**Task goal:**
Across the data below, in how many lines does the word "instance" appear? Give only the number.

[Input records — start]

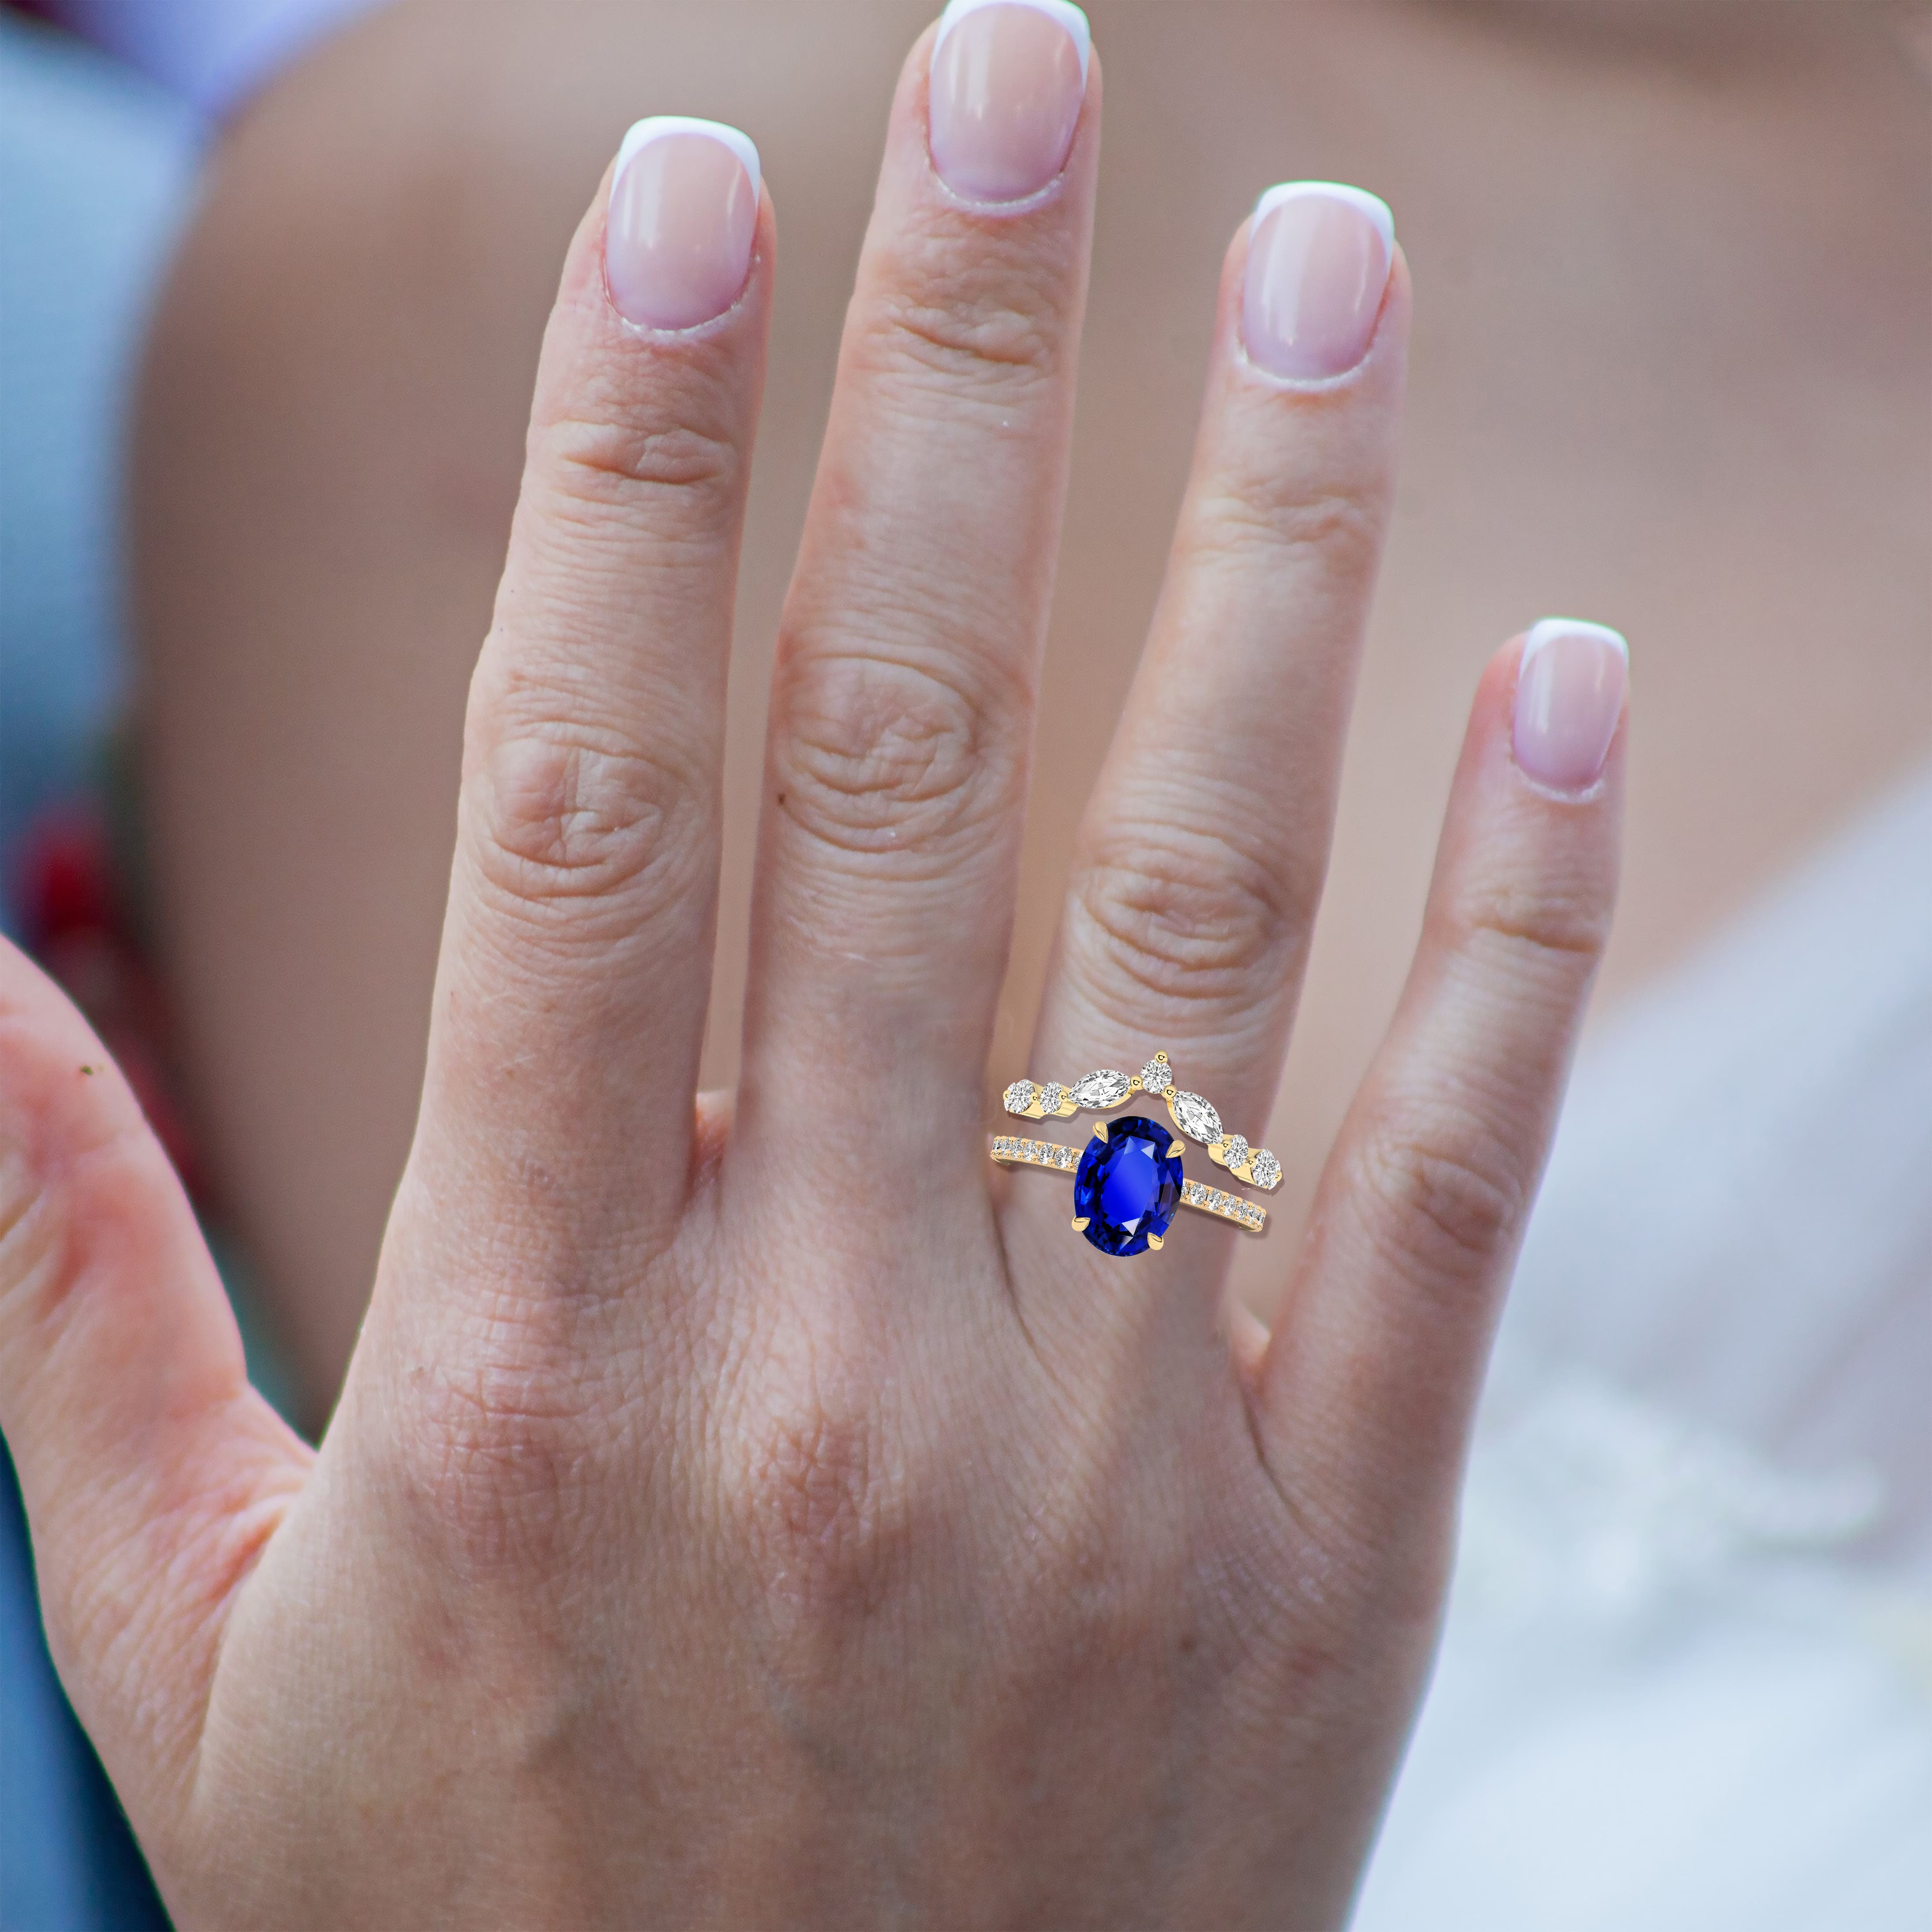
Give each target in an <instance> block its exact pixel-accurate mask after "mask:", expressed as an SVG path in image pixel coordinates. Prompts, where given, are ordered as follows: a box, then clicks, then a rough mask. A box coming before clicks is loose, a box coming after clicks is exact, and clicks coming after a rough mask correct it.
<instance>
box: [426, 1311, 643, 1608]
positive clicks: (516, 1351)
mask: <svg viewBox="0 0 1932 1932" xmlns="http://www.w3.org/2000/svg"><path fill="white" fill-rule="evenodd" d="M412 1379H413V1381H415V1391H413V1395H415V1399H413V1401H412V1403H406V1405H404V1408H402V1422H400V1428H398V1453H400V1461H402V1468H404V1472H406V1478H408V1493H410V1497H412V1499H413V1503H415V1509H417V1515H419V1517H421V1519H423V1520H427V1524H429V1526H431V1528H433V1532H435V1534H437V1538H439V1546H440V1549H442V1551H444V1555H446V1557H448V1559H450V1561H452V1563H454V1567H456V1569H458V1571H460V1573H462V1575H469V1577H489V1575H493V1573H500V1571H512V1573H516V1571H524V1569H527V1567H529V1565H533V1563H537V1565H541V1563H547V1561H549V1559H551V1557H553V1555H554V1553H556V1551H560V1549H570V1548H572V1546H574V1544H576V1540H578V1530H580V1526H582V1522H583V1520H585V1517H587V1515H589V1513H591V1507H593V1501H595V1495H597V1470H599V1466H601V1461H603V1457H605V1455H607V1453H609V1437H611V1424H609V1418H603V1420H599V1418H601V1403H599V1391H597V1385H595V1381H593V1378H591V1376H589V1374H587V1372H585V1370H583V1368H572V1366H568V1364H566V1362H564V1360H562V1358H556V1356H553V1358H535V1360H533V1358H529V1356H527V1354H524V1352H522V1350H518V1349H514V1347H510V1345H506V1343H504V1341H493V1343H487V1345H483V1347H481V1349H479V1350H475V1352H473V1356H471V1358H469V1360H468V1362H452V1364H442V1362H439V1364H437V1366H435V1368H421V1370H417V1372H415V1376H413V1378H412Z"/></svg>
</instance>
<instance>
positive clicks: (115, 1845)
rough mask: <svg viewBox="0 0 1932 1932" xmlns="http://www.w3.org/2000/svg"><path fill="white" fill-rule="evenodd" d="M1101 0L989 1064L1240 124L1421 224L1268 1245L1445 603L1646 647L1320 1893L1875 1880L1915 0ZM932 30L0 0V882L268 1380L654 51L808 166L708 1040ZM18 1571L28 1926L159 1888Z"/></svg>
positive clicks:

[Input records — finish]

**Output for this exercise:**
4